Données de l'exercice ::
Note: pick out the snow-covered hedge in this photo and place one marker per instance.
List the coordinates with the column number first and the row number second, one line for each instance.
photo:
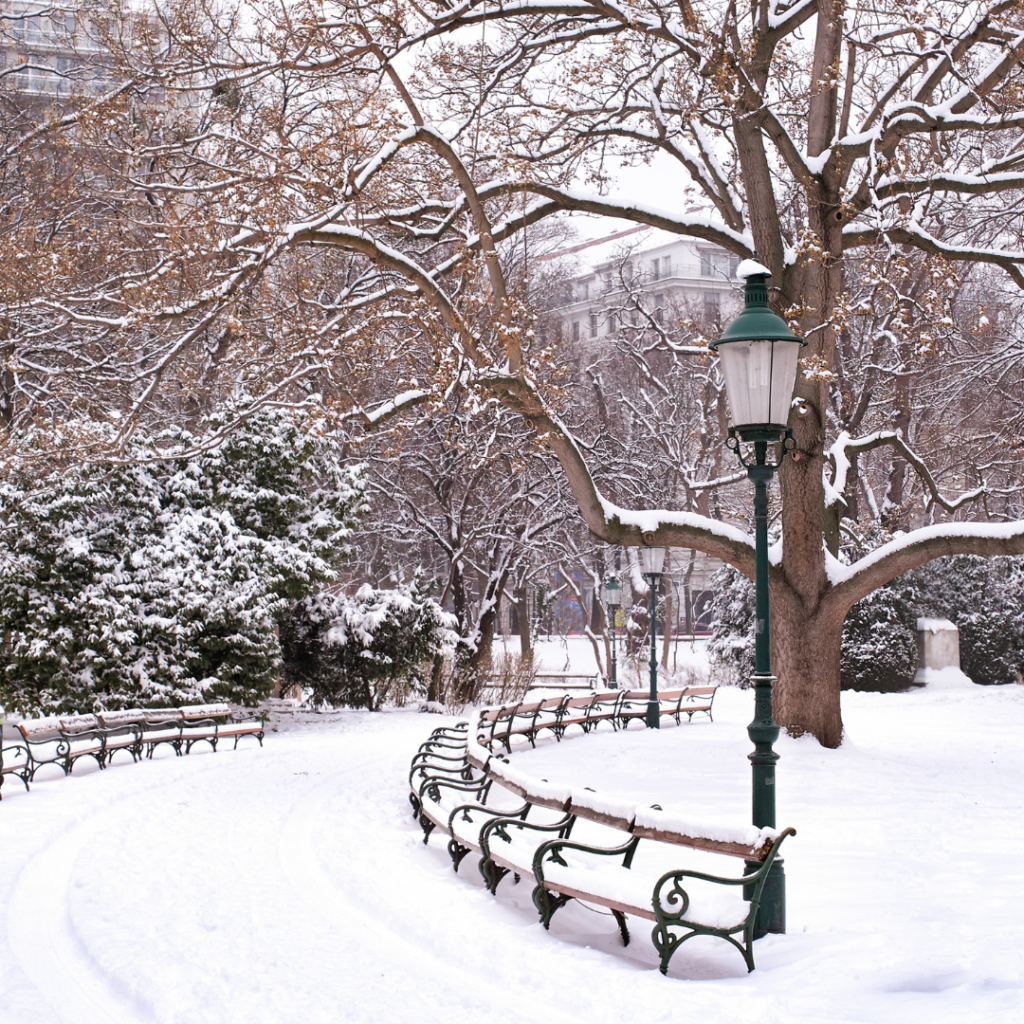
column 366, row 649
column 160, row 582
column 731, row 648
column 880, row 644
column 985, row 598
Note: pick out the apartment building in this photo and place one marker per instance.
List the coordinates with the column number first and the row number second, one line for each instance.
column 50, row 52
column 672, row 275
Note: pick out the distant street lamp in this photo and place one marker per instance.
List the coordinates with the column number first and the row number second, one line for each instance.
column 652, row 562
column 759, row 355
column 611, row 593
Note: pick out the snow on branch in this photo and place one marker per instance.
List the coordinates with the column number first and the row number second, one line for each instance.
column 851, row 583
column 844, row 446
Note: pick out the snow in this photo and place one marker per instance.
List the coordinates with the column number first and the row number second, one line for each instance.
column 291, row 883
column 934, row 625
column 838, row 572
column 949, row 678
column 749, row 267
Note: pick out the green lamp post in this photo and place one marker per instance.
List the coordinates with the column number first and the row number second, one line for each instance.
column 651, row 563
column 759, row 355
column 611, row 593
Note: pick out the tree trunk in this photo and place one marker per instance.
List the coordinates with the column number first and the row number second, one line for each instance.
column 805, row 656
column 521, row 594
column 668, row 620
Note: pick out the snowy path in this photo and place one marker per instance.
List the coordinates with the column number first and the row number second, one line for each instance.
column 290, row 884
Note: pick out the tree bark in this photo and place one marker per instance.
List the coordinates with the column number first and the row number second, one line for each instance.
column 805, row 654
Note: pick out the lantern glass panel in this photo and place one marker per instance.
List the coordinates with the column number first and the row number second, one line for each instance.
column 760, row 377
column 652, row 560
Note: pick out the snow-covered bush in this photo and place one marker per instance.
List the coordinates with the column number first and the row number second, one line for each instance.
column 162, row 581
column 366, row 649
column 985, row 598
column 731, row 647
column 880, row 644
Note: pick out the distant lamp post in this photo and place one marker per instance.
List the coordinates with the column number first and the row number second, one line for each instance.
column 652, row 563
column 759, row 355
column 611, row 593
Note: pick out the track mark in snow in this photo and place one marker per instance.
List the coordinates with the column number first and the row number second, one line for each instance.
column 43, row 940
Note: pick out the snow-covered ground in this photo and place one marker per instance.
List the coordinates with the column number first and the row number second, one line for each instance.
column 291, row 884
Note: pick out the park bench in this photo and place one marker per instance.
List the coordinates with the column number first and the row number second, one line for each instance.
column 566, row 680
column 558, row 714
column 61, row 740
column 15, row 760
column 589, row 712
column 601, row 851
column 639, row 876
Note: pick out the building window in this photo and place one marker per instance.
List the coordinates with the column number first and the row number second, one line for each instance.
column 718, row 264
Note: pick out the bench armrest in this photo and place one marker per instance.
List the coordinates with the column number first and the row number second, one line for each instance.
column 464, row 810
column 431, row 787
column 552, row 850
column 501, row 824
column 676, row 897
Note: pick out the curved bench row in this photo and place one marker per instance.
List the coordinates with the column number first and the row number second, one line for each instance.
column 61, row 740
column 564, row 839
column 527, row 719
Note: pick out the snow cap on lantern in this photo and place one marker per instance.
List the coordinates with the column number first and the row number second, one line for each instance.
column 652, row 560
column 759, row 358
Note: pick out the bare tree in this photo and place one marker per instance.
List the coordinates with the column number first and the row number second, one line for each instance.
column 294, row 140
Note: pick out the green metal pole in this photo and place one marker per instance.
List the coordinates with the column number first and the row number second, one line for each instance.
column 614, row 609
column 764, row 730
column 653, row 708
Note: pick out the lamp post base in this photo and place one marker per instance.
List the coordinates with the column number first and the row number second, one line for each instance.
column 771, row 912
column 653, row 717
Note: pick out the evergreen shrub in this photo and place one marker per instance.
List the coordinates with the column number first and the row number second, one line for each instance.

Problème à résoudre :: Recopiez à l'identique les lignes en commençant par celle qui contient « Note: pick out the snow-covered ground » et en terminant par celle qui contient « column 294, row 140 », ces deux lignes comprises.

Réponse à la tâche ::
Note: pick out the snow-covered ground in this photo and place one marker per instance.
List the coordinates with the column number first and the row number second, one line for each instance.
column 291, row 884
Note: pick out the park bench in this photo and place one marker per instance.
List the coordinates with the column number first and the row number second, one line for each instance.
column 566, row 680
column 558, row 714
column 61, row 740
column 15, row 760
column 589, row 712
column 601, row 851
column 639, row 876
Note: pick out the building window in this photo and place one marker per instance.
List the coordinates with the column number first and the row number second, one line for each instance.
column 718, row 264
Note: pick out the bench armrest in this photo and place one marker per instance.
List the coordinates with the column number first and the row number second, one line for each instance.
column 464, row 810
column 431, row 787
column 552, row 850
column 501, row 824
column 676, row 897
Note: pick out the curved bench row in this photo and place one marker per instance.
List the coordinates with the column number first and the row number second, one line for each instance.
column 61, row 740
column 564, row 839
column 527, row 719
Note: pick out the snow cap on lantern in this photo and place one marker per instance.
List the coordinates with the column number first and the row number second, one line for each instance.
column 652, row 560
column 759, row 358
Note: pick out the bare tree in this photo and place one marker per instance.
List the coordinates with the column number first and the row number second, one line for each instance.
column 294, row 140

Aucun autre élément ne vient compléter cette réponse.